Текст для чтения —
☆ ☆ ☆ ☆ ☆ ☆ ☆
Основной вопрос в рамках выбранной темы заключается в следующем: что именно привлекает или не привлекает западных исследователей различной конфессиональной ориентации в творчестве великого русского писателя, какие его идеи они узнают как сродные себе и, наоборот, какие склонны игнорировать или даже отвергнуть. Другими словами, можно ли говорить о влиянии идей писателя на западное богословие и, наоборот, о влиянии последнего на Л. Толстого. Эти вопросы имеют огромное значение в контексте важнейшей научной проблемы, как мне представляется, пока удовлетворительно даже не поставленной – изучении особенностей секуляризации культуры и индивидуального сознания на русской почве в ХIХ в. Ведь и либеральный протестантизм, и католическая богословская мысль, готовившая акт I Ватиканского собора об административной власти и учительной непогрешимости Папы Римского, и русское светское богословие стояли перед одной и той же задачей: примирить традиционные христианские истины с результатами европейской духовной эволюции, «по-новому сказать старую весть новому поколению с изменившимися взглядами на мир и человека» [Мюллер 2000, 268]. И в рамках данной проблемы вопрос о взаимном влиянии представляется одним из определяющих.

 

4. Религиозно-философские идеи Л.Н. Толстого и католицизм

Сам Л.Н. Толстой радикально и безусловно отверг католическую доктрину. Более того, после своего религиозного переворота он, по всей видимости, не делал никакого различия в своей критике «исторического христианства» и трех главных христианских конфессий – православия, католицизма и протестантизма. Правда, для двух католических авторов – «отступников» Л.Н. Толстой все-таки сделал исключение: это Б. Паскаль и Ф.-Р. де Ламенне, к творчеству которых писатель подошел с некоторым интересом, причем именно потому, что оба были «отщепенцами», и в этом смысле в чем-то походили на него самого [Schmid 2014, 555].
☆ ☆ ☆ ☆ ☆ ☆ ☆
Исходные данные —

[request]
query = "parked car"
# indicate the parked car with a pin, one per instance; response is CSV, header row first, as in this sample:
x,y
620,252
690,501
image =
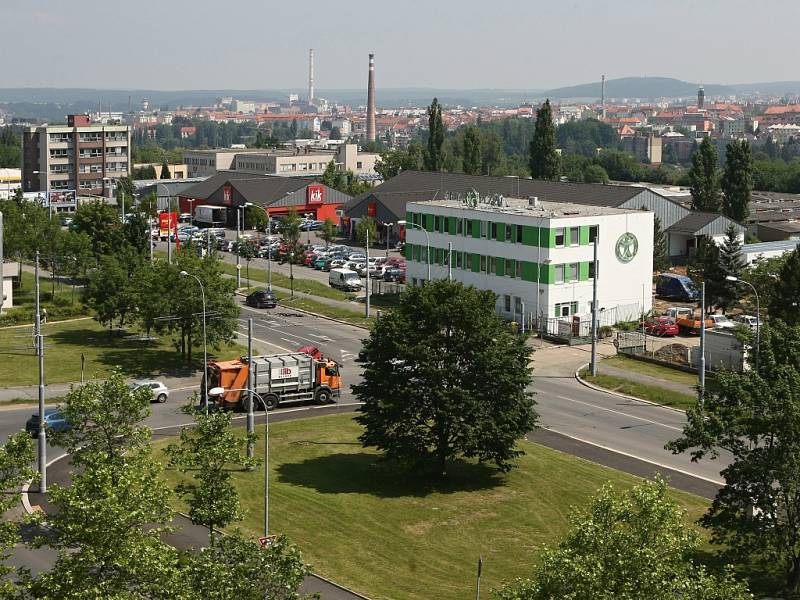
☆ ☆ ☆ ☆ ☆ ☆ ☆
Формулировки заданий —
1/ Выпишите дословно фрагмент текста о Толстом и западном богословии, начиная со слов «Сам Л.Н. Толстой» и заканчивая словами «[Schmid 2014, 555].».
2/ Замените во всех записях «parked car» на «bicycle» и приведите эти записи заново, ничего больше не меняя. Изображения в ответ не включайте.

Ответы к заданиям —
1/
Сам Л.Н. Толстой радикально и безусловно отверг католическую доктрину. Более того, после своего религиозного переворота он, по всей видимости, не делал никакого различия в своей критике «исторического христианства» и трех главных христианских конфессий – православия, католицизма и протестантизма. Правда, для двух католических авторов – «отступников» Л.Н. Толстой все-таки сделал исключение: это Б. Паскаль и Ф.-Р. де Ламенне, к творчеству которых писатель подошел с некоторым интересом, причем именно потому, что оба были «отщепенцами», и в этом смысле в чем-то походили на него самого [Schmid 2014, 555].

2/
[request]
query = "bicycle"
# indicate the bicycle with a pin, one per instance; response is CSV, header row first, as in this sample:
x,y
620,252
690,501
image =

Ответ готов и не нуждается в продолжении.